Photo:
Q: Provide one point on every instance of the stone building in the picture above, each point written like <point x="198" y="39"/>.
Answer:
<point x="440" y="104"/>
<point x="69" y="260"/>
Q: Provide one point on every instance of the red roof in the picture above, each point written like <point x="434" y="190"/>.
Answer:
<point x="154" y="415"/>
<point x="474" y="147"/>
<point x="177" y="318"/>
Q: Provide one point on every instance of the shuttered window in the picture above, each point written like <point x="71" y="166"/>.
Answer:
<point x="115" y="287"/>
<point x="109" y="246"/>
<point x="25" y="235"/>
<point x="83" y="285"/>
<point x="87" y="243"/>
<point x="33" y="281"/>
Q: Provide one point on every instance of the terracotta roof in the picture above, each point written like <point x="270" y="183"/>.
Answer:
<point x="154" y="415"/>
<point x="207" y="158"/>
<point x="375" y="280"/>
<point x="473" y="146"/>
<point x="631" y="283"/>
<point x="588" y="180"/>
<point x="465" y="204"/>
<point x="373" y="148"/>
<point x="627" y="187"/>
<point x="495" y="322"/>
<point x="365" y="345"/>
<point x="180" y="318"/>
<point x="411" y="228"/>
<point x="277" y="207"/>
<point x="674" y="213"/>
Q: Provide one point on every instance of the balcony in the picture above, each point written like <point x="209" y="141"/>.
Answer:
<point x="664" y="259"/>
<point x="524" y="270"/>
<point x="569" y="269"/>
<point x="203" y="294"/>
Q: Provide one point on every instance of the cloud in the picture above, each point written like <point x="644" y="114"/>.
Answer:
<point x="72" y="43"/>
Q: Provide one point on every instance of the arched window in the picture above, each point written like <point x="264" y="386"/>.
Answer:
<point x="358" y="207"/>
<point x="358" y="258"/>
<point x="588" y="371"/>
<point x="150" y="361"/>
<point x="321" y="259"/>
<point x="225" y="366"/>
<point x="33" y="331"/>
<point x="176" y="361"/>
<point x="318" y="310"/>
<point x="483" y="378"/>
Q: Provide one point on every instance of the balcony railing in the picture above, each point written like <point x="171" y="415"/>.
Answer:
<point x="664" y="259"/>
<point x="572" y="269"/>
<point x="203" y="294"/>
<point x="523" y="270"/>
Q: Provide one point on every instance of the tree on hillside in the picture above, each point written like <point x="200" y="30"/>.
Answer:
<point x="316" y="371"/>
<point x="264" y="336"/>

Problem to solve → Reproduce the listing above, starting with the line containing "Q: Provide one point on every instance of the cloud" and continuing through the final line of the listing, and include every request line. Offset each x and y coordinate in the answer points by adding 141, and leave the requests and their sample points unchanged.

The result →
Q: Provide one point on every instance of the cloud in the picture above, each point written like <point x="644" y="114"/>.
Answer:
<point x="213" y="184"/>
Q: Provide one point on every instance of the arched window in the picture above, each point written like <point x="264" y="386"/>.
Answer:
<point x="499" y="348"/>
<point x="499" y="399"/>
<point x="729" y="512"/>
<point x="291" y="502"/>
<point x="462" y="400"/>
<point x="366" y="507"/>
<point x="174" y="472"/>
<point x="317" y="502"/>
<point x="459" y="451"/>
<point x="624" y="519"/>
Q: Provide one point on every instance of the balcony railing in the picture above, each point written like <point x="171" y="415"/>.
Answer:
<point x="805" y="400"/>
<point x="713" y="410"/>
<point x="344" y="435"/>
<point x="664" y="411"/>
Q: Provide one point on every instance of the tree on hillside in the picture above, each point written like <point x="200" y="30"/>.
Answer:
<point x="457" y="512"/>
<point x="405" y="477"/>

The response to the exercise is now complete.